::: Supplied records

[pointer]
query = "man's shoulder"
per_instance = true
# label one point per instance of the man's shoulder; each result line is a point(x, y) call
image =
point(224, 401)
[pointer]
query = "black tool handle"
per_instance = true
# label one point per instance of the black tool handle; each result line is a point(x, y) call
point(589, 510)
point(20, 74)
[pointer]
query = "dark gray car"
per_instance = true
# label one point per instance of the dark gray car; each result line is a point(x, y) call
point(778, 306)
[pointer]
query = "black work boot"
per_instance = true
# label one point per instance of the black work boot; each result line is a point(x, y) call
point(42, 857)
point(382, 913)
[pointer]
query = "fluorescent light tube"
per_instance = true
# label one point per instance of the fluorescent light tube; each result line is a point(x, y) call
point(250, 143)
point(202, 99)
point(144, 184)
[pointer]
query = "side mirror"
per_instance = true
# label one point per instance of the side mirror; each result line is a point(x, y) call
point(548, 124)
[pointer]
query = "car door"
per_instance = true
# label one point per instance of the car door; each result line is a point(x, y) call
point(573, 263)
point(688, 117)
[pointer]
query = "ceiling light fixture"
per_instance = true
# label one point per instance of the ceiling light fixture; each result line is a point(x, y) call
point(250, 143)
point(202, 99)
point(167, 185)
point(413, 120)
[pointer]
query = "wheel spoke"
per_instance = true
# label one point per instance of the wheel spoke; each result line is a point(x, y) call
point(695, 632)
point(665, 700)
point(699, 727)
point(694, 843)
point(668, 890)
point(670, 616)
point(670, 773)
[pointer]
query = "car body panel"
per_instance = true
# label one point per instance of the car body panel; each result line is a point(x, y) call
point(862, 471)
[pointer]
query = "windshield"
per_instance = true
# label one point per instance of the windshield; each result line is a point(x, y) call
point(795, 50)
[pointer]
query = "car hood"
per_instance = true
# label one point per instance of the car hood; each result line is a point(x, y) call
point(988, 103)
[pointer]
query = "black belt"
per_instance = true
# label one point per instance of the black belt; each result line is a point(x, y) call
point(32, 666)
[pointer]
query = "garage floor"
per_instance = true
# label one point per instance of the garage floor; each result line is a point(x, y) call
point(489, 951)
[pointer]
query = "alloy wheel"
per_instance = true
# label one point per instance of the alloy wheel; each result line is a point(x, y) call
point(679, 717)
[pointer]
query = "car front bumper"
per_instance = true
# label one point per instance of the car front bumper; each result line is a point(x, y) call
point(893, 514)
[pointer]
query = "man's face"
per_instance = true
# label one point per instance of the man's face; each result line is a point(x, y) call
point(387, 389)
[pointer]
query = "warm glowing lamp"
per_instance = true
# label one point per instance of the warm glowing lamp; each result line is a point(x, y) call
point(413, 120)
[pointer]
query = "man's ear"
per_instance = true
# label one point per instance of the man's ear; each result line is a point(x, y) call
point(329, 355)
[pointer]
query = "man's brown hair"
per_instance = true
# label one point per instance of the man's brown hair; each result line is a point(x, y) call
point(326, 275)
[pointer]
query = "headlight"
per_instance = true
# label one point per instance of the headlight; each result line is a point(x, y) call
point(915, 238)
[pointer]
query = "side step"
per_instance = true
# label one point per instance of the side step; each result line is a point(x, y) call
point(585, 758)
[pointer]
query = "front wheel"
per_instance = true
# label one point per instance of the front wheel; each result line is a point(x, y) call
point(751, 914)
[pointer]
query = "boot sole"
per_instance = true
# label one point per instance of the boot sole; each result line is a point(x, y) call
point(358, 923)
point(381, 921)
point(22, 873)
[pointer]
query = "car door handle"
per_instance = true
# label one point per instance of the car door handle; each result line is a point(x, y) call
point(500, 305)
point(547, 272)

::::::

Exercise details = The data above should be copied exactly, with no line omitted.

Written answer =
[pointer]
query = "man's shoulder"
per_instance = true
# label one point per instance of the man's shoulder; each result line is a point(x, y) call
image =
point(224, 401)
[pointer]
query = "black tool handle"
per_instance = true
# label one point per instance of the black tool handle; each result line is a point(x, y) call
point(589, 510)
point(20, 74)
[pointer]
query = "dark gray car"
per_instance = true
# label one point per instance of the dark gray car; each result line is a point(x, y) call
point(778, 306)
[pointer]
query = "black work boot"
per_instance = true
# label one point per instance of the black work boot; each result line is a point(x, y) call
point(42, 857)
point(382, 913)
[pointer]
query = "fluorescent light tube"
per_instance = true
# label one point per instance of the fluorescent light tube; each result line is a point(x, y) call
point(250, 143)
point(202, 99)
point(144, 184)
[pointer]
query = "side mirror"
per_instance = true
# label one point per instance of the side mirror; each result line is a point(x, y) call
point(548, 124)
[pointer]
query = "car door"
per_instance = true
# label one point per instance of the car door; each result line is a point(x, y) call
point(573, 263)
point(688, 117)
[pointer]
query = "ceiling light fixture"
per_instance = true
# label one point per instance of the ceiling light fixture; each result line is a point(x, y) call
point(250, 143)
point(202, 99)
point(167, 185)
point(413, 120)
[pointer]
query = "wheel spoke"
per_instance = true
# label one point per instance of the wheel spoke; each result line is a point(x, y) call
point(695, 632)
point(665, 700)
point(699, 727)
point(694, 843)
point(668, 890)
point(670, 616)
point(670, 773)
[pointer]
query = "car body panel"
per_instance = true
# label one point per instance of the car body panel; each result line is a point(x, y) call
point(862, 471)
[pointer]
query = "windshield"
per_instance = true
# label one point per instance of the windshield; each result line is a point(x, y) call
point(795, 50)
[pointer]
query = "car hood"
per_instance = true
# label one point per instance of the car hood; each result line is a point(x, y) call
point(988, 103)
[pointer]
query = "black belt"
per_instance = true
# label one point per instance of the black belt; each result line is a point(x, y) call
point(32, 666)
[pointer]
query = "garage floor"
per_instance = true
# label one point per instance of the garage floor; each result line is a point(x, y) call
point(489, 951)
[pointer]
query = "alloy wheel"
per_instance = true
# label one point per instance of the alloy wheel; each result line is a point(x, y) call
point(679, 717)
[pointer]
query = "car front bumper"
per_instance = true
# label one point per instance of the car front bumper; each result line is a point(x, y) call
point(893, 514)
[pointer]
query = "man's face"
per_instance = true
# label one point per instance of the man's face; each result line is a point(x, y) call
point(387, 389)
[pointer]
query = "warm glowing lamp"
per_instance = true
# label one point per instance of the warm glowing lamp; each result line is a point(x, y) call
point(413, 120)
[pointer]
query = "man's ear"
per_instance = true
# label one point per instance of the man's ear; each result line is a point(x, y) call
point(329, 355)
[pointer]
query = "man's brown hair"
per_instance = true
# label one point per instance of the man's brown hair; each result line is a point(x, y) call
point(326, 275)
[pointer]
query = "headlight"
per_instance = true
# label one point per instance of the headlight; each result line is a point(x, y) call
point(915, 238)
[pointer]
query = "side step"
per_instance = true
# label one point per instance of the side step; each result line is a point(x, y) call
point(585, 758)
[pointer]
query = "front wheel"
per_instance = true
# label one point per instance of the front wheel; each result line is a point(x, y) call
point(751, 914)
[pointer]
query = "boot sole"
per_instance = true
# label one point per instance of the boot sole; each result line is a point(x, y) call
point(358, 923)
point(381, 921)
point(22, 873)
[pointer]
query = "car door handle"
per_instance = true
# label one point per instance of the car door handle; each result line is a point(x, y) call
point(500, 305)
point(547, 272)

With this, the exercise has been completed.